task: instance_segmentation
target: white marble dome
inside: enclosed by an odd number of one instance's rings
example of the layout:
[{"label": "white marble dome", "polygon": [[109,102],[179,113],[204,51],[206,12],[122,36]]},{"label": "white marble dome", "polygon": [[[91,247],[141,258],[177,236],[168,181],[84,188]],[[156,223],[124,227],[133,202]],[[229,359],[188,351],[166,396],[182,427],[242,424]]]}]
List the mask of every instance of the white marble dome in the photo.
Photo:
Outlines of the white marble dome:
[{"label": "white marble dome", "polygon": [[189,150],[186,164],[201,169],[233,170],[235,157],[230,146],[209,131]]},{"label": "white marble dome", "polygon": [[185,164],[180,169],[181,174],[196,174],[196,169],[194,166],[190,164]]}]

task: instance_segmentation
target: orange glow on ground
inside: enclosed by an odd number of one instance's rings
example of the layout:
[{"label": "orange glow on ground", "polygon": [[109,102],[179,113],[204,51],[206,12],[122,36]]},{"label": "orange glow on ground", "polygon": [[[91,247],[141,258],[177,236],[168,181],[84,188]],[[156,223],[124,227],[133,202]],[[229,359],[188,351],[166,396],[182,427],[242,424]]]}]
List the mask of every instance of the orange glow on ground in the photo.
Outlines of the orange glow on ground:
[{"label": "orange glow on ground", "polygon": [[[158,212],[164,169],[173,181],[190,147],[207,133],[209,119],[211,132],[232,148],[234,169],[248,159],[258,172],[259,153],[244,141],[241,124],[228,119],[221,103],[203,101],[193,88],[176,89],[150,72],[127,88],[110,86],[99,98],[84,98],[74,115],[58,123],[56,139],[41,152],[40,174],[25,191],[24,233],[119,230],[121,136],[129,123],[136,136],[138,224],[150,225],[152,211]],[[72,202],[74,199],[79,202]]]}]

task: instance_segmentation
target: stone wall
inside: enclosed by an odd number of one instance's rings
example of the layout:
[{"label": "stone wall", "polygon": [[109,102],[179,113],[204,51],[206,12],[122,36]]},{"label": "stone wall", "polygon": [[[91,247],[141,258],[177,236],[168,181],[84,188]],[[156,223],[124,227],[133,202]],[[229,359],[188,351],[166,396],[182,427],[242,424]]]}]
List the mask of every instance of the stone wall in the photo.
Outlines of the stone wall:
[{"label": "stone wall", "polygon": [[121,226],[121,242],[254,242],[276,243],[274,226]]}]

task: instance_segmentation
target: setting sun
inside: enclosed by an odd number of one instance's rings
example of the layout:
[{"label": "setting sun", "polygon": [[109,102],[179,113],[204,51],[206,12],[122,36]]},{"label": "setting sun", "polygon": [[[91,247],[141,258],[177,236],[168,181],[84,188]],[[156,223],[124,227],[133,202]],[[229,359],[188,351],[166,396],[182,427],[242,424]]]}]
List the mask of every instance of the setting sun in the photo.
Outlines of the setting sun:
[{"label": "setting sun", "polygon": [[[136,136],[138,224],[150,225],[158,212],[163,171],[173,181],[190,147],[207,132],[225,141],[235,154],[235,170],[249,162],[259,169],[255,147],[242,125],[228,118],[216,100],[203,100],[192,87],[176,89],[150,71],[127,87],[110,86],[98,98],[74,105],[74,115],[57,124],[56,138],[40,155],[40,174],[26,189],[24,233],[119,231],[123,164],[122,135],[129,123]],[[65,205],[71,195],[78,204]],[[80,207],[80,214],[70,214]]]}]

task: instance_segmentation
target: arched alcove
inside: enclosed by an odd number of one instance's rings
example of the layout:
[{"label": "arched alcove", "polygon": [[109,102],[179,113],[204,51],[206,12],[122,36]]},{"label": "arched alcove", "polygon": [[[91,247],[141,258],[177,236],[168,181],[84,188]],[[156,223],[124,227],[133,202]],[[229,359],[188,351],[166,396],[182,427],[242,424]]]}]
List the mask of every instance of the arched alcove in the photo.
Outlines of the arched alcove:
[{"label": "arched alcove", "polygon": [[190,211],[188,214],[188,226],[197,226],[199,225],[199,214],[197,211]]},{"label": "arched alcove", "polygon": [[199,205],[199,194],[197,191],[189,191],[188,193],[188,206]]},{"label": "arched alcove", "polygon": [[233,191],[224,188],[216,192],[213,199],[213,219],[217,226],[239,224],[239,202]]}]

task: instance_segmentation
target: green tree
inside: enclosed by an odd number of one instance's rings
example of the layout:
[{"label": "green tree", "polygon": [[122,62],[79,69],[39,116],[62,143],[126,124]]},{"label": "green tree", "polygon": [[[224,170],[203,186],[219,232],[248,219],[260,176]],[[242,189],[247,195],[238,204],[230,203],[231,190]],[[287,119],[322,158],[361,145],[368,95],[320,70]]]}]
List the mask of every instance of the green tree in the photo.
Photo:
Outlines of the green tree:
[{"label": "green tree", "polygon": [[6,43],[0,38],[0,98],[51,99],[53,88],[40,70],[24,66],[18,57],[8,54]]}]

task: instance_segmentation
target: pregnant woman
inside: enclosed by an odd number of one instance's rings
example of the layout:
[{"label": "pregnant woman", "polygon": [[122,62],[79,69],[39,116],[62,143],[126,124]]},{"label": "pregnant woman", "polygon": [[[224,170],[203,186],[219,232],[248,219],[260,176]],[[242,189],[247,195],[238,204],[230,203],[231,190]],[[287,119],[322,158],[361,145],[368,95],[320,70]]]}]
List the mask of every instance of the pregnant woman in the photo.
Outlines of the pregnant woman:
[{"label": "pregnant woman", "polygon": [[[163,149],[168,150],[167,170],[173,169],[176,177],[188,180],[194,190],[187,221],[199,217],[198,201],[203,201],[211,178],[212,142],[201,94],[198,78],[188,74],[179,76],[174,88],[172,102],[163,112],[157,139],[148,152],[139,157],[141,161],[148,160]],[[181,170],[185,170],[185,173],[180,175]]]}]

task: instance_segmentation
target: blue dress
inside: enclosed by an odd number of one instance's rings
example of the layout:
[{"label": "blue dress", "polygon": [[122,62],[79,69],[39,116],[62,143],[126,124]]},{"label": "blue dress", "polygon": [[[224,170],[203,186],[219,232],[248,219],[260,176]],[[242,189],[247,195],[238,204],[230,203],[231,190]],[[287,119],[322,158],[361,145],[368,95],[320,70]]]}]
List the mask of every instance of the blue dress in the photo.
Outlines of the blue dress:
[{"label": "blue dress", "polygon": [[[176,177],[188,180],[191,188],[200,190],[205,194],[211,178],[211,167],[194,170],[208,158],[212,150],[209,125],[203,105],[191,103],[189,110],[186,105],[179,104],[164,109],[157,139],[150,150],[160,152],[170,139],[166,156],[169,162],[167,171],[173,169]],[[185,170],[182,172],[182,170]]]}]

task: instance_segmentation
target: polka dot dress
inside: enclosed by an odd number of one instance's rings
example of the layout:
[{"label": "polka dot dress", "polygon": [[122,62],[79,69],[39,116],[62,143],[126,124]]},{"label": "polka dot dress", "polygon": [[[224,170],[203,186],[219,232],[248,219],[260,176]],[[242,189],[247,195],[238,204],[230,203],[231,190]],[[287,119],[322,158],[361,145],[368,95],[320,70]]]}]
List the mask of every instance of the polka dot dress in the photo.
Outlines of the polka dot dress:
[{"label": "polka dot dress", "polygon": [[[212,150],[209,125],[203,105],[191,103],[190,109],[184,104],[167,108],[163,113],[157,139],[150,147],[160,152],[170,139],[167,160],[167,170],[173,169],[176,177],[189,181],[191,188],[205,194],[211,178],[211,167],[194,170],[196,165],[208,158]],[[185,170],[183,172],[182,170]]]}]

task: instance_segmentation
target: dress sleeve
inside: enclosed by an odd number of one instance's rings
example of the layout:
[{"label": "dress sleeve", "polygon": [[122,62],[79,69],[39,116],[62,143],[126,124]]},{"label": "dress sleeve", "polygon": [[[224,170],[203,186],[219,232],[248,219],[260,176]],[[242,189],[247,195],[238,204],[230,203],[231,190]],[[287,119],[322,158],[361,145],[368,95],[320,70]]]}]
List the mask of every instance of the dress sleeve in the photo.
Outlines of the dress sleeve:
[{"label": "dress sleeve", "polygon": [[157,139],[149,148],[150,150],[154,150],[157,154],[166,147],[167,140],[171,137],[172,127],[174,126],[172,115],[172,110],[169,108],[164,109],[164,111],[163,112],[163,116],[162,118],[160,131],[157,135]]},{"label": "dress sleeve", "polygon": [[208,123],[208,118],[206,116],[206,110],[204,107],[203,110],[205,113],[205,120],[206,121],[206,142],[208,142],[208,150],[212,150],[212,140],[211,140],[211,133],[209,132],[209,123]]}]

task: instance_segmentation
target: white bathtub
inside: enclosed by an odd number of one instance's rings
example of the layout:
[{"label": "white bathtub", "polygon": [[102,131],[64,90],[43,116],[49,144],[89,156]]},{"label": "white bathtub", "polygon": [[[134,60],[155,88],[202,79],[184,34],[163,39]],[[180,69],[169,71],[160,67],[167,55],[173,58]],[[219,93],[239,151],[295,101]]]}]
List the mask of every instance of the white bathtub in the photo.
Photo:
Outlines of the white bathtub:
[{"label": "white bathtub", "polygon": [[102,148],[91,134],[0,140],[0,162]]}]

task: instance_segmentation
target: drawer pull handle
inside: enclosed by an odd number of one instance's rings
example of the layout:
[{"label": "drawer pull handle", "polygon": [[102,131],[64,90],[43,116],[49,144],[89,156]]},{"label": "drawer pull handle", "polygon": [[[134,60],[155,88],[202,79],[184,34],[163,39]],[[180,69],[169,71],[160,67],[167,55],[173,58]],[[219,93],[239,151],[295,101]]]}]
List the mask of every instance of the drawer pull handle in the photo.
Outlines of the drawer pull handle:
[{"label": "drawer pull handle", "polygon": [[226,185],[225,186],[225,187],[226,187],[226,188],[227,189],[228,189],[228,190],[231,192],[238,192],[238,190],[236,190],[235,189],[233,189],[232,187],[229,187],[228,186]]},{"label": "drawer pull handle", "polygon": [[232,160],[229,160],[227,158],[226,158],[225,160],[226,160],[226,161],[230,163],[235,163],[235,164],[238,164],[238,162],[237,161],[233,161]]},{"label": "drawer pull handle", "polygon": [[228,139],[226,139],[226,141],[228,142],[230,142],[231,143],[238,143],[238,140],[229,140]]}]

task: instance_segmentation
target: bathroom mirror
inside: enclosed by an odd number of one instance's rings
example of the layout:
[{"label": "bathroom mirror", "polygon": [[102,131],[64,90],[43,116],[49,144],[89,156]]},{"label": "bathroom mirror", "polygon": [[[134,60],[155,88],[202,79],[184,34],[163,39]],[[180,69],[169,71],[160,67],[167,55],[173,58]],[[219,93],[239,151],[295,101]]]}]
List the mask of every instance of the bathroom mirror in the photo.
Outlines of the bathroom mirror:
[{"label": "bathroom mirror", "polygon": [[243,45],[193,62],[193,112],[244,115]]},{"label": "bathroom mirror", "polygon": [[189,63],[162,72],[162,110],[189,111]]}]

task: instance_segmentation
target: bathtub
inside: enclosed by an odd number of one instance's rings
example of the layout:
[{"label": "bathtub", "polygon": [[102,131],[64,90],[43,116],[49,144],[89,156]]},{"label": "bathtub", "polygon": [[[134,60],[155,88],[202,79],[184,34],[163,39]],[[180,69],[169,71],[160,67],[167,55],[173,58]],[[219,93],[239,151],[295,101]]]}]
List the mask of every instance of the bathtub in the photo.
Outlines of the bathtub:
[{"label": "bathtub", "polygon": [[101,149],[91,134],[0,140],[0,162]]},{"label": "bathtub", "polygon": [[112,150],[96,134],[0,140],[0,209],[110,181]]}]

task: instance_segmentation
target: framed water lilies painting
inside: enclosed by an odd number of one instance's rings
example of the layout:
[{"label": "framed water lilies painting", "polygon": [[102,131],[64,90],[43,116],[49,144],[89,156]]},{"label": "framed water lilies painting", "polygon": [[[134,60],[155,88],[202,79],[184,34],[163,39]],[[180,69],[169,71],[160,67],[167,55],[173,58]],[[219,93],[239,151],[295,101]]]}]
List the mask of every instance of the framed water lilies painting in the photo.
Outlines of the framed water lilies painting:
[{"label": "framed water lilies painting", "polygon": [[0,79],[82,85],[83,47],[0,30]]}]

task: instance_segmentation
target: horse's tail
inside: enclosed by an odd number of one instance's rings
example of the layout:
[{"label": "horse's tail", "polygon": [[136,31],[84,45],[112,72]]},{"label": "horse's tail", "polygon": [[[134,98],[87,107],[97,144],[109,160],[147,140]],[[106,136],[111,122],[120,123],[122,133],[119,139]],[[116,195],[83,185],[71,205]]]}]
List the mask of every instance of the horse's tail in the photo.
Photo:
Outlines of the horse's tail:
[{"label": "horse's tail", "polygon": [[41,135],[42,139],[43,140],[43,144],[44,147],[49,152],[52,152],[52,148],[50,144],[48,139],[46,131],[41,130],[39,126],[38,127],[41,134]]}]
☆ ☆ ☆ ☆ ☆ ☆ ☆
_WRITTEN TASK_:
Gather every line of the rows above that contains the string "wall". Case counts.

_EXERCISE SOLUTION_:
target: stone wall
[{"label": "stone wall", "polygon": [[109,102],[179,113],[204,51],[206,12],[122,36]]},{"label": "stone wall", "polygon": [[[91,247],[141,258],[177,236],[168,181],[84,188]],[[156,223],[124,227],[133,202]],[[229,359],[188,351],[166,396],[182,427],[242,424]]]}]
List the mask of every instance of the stone wall in the photo.
Outlines of the stone wall:
[{"label": "stone wall", "polygon": [[121,226],[121,242],[254,242],[276,243],[274,226]]}]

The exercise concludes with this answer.